■ INSTRUCTION
Locate every line in the items below that contains the word "green", and copy each of those lines out in full.

■ DATASET ENTRIES

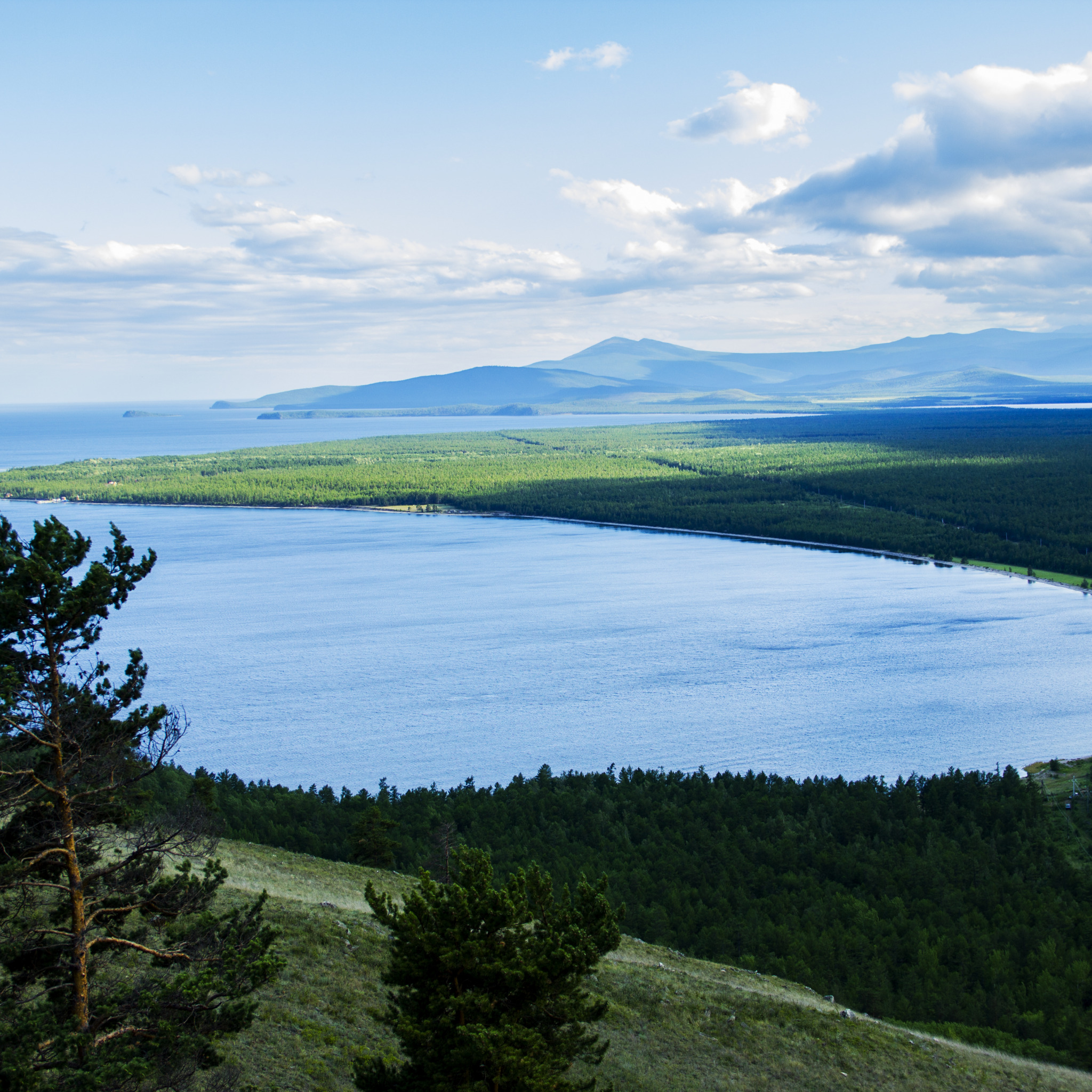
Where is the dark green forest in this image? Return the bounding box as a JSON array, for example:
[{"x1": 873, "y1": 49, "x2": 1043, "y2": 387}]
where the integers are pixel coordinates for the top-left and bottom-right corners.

* * *

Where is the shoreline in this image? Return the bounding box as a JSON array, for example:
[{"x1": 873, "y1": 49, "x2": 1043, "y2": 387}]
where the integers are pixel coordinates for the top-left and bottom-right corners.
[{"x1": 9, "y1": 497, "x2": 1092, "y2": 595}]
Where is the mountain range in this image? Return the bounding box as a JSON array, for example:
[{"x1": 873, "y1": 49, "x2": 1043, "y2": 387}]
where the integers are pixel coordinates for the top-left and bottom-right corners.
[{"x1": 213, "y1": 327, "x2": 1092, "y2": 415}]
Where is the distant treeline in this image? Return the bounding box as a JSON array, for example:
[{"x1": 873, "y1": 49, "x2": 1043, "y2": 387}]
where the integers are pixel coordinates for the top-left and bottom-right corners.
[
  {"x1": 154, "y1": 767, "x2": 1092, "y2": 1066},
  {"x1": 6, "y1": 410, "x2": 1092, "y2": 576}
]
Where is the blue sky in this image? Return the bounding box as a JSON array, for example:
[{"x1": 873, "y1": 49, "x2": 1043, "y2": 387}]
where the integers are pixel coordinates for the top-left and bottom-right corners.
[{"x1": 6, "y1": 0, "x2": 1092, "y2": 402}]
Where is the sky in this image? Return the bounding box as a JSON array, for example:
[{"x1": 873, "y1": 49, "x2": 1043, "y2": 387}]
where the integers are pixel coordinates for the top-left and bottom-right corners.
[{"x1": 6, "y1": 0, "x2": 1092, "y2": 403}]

■ SOLUTION TO THE PROBLEM
Where is the dark green forest in this image? Return the bounding box as a JSON array, for example:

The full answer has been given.